-- Begin RAW DATA --

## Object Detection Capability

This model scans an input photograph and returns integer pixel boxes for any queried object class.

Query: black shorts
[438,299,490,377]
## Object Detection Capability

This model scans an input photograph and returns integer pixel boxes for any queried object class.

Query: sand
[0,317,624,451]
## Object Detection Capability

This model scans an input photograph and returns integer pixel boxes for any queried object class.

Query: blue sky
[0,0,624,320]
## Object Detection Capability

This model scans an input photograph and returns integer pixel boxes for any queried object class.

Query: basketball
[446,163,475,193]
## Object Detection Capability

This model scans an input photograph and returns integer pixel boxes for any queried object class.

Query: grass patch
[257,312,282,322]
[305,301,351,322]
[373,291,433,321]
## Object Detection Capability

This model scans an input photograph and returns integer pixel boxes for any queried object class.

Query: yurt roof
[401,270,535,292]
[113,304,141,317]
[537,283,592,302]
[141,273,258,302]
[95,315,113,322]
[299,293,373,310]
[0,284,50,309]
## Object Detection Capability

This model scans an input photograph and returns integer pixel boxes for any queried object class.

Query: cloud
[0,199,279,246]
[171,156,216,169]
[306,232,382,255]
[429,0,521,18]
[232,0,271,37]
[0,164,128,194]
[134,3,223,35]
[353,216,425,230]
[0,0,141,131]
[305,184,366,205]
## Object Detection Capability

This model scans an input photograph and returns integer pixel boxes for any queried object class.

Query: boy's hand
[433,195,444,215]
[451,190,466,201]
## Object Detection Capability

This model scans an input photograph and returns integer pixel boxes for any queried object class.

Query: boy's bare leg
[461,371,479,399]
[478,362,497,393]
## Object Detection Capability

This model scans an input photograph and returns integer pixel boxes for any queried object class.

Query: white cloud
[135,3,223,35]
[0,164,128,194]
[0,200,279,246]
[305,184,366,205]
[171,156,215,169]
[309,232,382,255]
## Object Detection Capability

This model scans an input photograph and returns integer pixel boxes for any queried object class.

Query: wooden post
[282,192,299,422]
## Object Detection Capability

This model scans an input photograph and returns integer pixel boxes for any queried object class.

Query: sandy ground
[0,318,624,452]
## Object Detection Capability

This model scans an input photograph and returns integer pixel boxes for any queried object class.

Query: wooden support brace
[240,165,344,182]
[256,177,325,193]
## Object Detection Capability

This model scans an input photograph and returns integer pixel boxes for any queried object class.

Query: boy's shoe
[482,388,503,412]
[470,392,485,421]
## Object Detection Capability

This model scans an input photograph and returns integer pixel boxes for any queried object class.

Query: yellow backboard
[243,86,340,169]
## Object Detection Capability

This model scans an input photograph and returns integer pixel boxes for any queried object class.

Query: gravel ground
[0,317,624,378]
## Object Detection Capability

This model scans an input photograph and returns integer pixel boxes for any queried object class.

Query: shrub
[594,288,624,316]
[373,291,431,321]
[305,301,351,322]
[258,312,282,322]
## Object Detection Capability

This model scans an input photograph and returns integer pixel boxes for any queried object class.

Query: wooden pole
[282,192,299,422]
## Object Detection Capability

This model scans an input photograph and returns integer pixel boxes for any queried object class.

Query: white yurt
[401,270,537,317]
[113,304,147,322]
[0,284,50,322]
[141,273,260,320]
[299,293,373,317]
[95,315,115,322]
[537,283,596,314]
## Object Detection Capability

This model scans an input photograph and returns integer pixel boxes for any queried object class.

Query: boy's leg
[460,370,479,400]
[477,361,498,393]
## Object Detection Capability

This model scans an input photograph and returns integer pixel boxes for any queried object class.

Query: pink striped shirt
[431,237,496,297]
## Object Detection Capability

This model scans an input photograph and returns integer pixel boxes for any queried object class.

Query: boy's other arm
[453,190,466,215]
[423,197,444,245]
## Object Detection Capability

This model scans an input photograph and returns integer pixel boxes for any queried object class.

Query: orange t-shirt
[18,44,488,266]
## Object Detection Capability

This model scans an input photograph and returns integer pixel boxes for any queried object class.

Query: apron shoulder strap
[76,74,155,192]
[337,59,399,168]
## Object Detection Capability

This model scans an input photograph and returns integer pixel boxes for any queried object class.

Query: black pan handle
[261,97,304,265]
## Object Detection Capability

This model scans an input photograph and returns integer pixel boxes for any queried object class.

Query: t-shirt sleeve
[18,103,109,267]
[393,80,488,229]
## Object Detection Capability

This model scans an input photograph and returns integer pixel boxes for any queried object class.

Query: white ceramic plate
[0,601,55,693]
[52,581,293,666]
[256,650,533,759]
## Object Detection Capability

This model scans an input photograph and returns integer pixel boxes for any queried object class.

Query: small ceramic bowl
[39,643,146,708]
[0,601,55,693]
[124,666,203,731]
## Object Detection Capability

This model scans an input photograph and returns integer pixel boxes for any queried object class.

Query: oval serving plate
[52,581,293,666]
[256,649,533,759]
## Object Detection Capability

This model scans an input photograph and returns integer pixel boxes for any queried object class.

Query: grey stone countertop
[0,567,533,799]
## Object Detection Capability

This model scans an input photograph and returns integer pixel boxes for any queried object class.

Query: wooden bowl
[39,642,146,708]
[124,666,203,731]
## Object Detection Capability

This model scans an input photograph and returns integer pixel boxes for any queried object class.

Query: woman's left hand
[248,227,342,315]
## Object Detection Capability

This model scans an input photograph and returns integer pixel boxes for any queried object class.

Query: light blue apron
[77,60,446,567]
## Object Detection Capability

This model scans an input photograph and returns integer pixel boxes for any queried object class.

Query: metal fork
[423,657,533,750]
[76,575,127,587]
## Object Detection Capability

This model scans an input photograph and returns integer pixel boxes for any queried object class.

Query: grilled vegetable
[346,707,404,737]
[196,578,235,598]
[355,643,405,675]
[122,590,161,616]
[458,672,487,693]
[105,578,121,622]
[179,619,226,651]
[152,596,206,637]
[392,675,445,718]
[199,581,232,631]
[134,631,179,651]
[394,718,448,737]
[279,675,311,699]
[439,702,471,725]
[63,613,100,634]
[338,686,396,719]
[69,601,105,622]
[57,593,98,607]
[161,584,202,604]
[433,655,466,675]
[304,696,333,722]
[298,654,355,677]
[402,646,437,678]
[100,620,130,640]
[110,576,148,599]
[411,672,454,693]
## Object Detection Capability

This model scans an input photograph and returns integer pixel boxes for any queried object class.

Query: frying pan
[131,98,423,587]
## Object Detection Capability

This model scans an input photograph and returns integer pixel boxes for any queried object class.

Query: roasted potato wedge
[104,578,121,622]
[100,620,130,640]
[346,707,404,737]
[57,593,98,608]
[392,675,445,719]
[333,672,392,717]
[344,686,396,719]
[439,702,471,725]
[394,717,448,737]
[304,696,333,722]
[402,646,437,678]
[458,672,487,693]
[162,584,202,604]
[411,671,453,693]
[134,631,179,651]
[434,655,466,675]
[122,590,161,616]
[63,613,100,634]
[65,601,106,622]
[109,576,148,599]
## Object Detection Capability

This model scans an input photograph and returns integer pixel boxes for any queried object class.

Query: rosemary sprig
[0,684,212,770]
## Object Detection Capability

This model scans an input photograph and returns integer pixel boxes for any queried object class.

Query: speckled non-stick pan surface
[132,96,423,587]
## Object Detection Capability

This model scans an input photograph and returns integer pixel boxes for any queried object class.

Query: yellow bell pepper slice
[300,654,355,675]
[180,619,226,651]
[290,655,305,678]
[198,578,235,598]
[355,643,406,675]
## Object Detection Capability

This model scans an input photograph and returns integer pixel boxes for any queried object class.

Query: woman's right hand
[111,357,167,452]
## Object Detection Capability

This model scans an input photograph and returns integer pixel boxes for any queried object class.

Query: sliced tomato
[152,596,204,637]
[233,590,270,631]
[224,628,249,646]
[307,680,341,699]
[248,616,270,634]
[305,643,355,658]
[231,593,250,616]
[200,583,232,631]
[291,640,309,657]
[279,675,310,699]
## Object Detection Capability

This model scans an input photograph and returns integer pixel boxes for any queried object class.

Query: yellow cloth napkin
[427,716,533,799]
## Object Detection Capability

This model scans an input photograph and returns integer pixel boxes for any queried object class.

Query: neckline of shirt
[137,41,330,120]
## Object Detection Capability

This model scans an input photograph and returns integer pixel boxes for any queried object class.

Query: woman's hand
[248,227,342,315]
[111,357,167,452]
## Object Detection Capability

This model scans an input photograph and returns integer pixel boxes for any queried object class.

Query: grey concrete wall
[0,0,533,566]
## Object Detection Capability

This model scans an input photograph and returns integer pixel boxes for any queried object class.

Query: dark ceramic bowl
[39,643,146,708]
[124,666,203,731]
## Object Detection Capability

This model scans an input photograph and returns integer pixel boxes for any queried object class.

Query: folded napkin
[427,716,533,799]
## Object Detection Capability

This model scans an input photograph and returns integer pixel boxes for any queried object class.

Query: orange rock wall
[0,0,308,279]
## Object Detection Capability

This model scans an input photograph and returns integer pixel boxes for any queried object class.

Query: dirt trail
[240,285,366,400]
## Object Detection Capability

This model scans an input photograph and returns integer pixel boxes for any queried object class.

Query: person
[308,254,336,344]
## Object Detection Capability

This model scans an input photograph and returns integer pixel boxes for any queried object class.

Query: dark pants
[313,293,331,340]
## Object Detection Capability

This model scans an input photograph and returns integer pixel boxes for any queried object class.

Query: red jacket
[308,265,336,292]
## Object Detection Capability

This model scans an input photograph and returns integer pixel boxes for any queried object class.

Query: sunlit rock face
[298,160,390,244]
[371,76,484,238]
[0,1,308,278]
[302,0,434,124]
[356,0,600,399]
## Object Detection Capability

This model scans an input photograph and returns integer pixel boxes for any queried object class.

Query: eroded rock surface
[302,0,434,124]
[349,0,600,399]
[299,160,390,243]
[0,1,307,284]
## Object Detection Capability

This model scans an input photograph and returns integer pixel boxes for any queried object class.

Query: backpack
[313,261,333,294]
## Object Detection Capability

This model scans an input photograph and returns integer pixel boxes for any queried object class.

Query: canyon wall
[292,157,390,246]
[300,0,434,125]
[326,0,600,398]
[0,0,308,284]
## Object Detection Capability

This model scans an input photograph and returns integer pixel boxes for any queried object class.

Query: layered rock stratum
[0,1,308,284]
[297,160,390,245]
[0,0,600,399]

-- End RAW DATA --

DESCRIPTION OF THE TASK: Return, word for word, the part of the records that starts at the very beginning and ends with the line containing "[0,317,624,451]", both ends included.

CORRECT ANSWER:
## Object Detection Capability

This model scans an input photograph and returns integer pixel boxes for any queried object class.

Query: black shorts
[438,299,490,377]
## Object Detection Capability

This model scans an input photograph and returns integer pixel boxes for any queried object class.

Query: sand
[0,317,624,451]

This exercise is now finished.